**TEXTE PROPOSÉ**.

----

Un peu comme l'apprenti-nageur que la peur de couler empêche de respirer, tout se passe comme si la gravité des circonstances présentes, l'angoisse qu'elles nous inspirent, avaient tendance à déclencher des réactions inverses à celles que nécessiterait notre survie. Pour contrecarrer cette réaction instinctive, Il faut ouvrir grand les écoutilles, nous rendre disponibles à toute parole, spécialement celles qui perturbent nos habitudes et nos représentations. Comme le dit le docteur Louis Fouché, c'est une manière d'"entrer en diplomatie", de créer les conditions d'un dialogue qui a valeur en lui-même puisqu'une communauté politique ne s'organise pas autour d'un "projet" mais de la volonté implicite de régler ses différends par la délibération collective - précisément l'inverse de ce que nous amènent à faire les institutions de la démocratie représentative.
S'émanciper des catégories de la domination ne consiste pas à vouloir imposer d'en haut, de manière autoritaire et centralisée, "des catégories de l'émancipation". C'est poser des décisions concrètes, vitales, sans résultats visibles au début, mais qui construisent d'elles-mêmes, petit à petit, la société dans laquelle nous voulons vivre. Ceci n'a rien d'abstrait ni d'idéaliste : c'est ce que nous faisons depuis deux ans lorsque nous inventons au cas par cas, en fonction des problèmes auxquels nous sommes réellement confrontés, des stratégies de survie face à l'oppression.

----

Lignes extraites d'un jeu de données:
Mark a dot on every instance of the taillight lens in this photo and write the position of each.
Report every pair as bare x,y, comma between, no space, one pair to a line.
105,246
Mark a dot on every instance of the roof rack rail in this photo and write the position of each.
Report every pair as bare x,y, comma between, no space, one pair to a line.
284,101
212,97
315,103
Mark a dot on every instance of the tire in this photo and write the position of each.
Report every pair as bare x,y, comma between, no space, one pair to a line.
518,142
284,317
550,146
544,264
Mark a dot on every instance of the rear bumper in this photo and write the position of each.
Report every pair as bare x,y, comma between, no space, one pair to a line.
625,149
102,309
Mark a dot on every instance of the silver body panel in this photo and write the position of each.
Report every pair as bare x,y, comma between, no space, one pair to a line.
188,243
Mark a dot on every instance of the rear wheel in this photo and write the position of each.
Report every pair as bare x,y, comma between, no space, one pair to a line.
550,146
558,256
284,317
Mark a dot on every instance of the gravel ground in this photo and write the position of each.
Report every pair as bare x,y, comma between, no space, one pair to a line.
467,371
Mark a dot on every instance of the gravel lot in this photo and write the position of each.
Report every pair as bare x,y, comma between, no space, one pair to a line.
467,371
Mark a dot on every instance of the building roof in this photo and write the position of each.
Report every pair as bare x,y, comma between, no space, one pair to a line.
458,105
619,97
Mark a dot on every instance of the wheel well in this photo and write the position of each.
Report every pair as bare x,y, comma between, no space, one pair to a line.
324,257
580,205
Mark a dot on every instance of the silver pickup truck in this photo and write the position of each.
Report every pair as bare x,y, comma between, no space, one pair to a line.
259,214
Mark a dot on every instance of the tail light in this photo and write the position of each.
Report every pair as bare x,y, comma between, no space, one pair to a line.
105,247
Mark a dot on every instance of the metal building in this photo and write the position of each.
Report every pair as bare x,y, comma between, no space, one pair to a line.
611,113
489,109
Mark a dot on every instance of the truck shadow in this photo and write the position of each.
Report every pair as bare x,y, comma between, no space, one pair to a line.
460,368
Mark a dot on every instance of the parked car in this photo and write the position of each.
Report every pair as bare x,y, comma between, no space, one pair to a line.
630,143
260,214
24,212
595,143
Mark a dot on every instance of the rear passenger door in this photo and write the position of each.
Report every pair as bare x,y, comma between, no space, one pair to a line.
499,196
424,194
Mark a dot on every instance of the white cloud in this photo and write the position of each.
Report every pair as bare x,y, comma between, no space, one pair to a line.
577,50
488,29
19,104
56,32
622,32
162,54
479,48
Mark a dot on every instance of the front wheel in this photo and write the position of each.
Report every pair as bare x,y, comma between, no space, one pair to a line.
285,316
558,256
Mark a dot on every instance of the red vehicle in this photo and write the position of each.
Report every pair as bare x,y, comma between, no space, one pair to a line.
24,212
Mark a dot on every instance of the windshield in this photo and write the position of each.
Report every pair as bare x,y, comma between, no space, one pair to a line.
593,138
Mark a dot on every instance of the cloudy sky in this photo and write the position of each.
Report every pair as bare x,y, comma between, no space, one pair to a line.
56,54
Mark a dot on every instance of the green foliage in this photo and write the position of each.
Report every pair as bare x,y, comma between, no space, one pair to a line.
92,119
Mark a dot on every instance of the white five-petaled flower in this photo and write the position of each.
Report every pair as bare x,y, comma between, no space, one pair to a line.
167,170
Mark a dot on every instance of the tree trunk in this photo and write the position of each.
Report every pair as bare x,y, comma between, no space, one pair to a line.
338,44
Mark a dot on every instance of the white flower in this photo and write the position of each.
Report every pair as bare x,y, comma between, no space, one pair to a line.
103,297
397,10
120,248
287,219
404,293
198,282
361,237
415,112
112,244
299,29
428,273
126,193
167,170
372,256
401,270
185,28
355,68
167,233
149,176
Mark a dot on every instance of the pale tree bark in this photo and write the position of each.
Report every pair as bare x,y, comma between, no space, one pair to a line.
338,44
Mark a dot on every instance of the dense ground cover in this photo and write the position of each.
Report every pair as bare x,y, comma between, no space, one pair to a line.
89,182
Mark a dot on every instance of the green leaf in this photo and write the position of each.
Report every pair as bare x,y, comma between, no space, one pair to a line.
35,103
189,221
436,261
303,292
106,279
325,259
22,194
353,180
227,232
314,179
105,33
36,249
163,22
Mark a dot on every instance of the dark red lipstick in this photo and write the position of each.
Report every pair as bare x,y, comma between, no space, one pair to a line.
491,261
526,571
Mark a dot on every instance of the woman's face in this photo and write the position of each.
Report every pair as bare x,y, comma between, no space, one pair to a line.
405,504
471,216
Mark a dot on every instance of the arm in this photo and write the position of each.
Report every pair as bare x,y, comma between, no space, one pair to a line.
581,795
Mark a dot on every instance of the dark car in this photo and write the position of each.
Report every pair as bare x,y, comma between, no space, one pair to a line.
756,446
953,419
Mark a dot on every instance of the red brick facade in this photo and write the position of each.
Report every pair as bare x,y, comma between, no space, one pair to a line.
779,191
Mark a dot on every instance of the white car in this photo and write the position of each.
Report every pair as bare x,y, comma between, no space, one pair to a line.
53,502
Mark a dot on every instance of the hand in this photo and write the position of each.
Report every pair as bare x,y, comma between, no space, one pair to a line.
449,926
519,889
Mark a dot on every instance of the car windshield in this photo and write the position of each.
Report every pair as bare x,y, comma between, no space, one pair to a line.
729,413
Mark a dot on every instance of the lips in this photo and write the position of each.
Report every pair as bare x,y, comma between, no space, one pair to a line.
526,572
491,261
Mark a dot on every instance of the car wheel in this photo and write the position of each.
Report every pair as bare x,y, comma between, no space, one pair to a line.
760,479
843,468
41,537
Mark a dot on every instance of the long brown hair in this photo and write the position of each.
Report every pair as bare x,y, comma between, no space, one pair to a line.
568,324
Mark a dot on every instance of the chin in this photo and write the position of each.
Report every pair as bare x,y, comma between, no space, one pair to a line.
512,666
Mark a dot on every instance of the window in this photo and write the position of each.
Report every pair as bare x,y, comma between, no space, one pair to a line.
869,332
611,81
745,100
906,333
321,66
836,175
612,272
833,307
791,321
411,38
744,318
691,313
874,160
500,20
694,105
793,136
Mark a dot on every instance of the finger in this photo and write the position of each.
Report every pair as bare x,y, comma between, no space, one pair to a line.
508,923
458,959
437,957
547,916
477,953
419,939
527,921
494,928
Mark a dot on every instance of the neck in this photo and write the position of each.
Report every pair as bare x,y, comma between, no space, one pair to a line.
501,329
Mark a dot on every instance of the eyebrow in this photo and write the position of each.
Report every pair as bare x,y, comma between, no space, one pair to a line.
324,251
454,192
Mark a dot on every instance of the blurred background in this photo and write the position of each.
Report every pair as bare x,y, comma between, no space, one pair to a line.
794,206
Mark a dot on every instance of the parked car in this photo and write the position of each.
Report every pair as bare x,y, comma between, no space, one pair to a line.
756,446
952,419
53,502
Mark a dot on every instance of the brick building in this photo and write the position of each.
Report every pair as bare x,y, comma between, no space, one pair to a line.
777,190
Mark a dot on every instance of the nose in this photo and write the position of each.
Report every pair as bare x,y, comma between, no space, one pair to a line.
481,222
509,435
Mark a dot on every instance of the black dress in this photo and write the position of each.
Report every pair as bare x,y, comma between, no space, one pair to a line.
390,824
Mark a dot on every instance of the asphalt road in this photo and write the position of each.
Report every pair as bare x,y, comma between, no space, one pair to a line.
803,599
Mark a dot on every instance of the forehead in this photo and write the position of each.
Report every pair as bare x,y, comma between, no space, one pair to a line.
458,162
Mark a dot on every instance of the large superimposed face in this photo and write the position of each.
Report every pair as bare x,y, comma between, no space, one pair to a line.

----

**EXERCICES**.
**A)** Mettez à jour, dans le texte sur l'émancipation, le passage qui s'ouvre sur « S'émanciper des catégories » et se termine par « face à l'oppression. », en remplaçant « décisions » par « mesures ».
**B)** Rédigez la suite du texte sur l'émancipation et la délibération collective à partir de sa dernière phrase.
Ces lignes n'ont aucun rapport avec le texte.

**CORRIGÉS**.
**A)**
S'émanciper des catégories de la domination ne consiste pas à vouloir imposer d'en haut, de manière autoritaire et centralisée, "des catégories de l'émancipation". C'est poser des mesures concrètes, vitales, sans résultats visibles au début, mais qui construisent d'elles-mêmes, petit à petit, la société dans laquelle nous voulons vivre. Ceci n'a rien d'abstrait ni d'idéaliste : c'est ce que nous faisons depuis deux ans lorsque nous inventons au cas par cas, en fonction des problèmes auxquels nous sommes réellement confrontés, des stratégies de survie face à l'oppression.

**B)**
Notre abstention doit être indemne de tout calcul stratégique, de toute prétention à produire un résultat tangible dans l'ordre institutionnel. Elle ne doit être ni une capitulation, ni une position de surplomb depuis laquelle nous observerions cyniquement la masse de "ceux qui ne sont rien". Notre abstention doit être un "non possum", une soustraction à la norme, un geste de respect vis-à-vis de nous-mêmes, une insurrection des cœurs qui prélude à l'insurrection des corps.
Si nous étions des adultes politiques, nourris d'expériences par les cinq années terribles que nous venons de traverser, nous ne prônerions pas l'abstention comme une solution extérieure à nos problèmes, comme un antibiotique que l'on s'administre pour tuer l'infection. Nous la construirions activement, pour elle-même, comme un accord politique, comme un avant-goût de la société que nous voulons, comme un compromis en lequel se préserve intact et vivant ce que nous avons conquis de plus précieux : les conditions d'un dialogue exigeant entre citoyens égaux qui ont retrouvé l'accès à la parole et qui n'entendent pas que celui-ci leur soit à nouveau confisqué.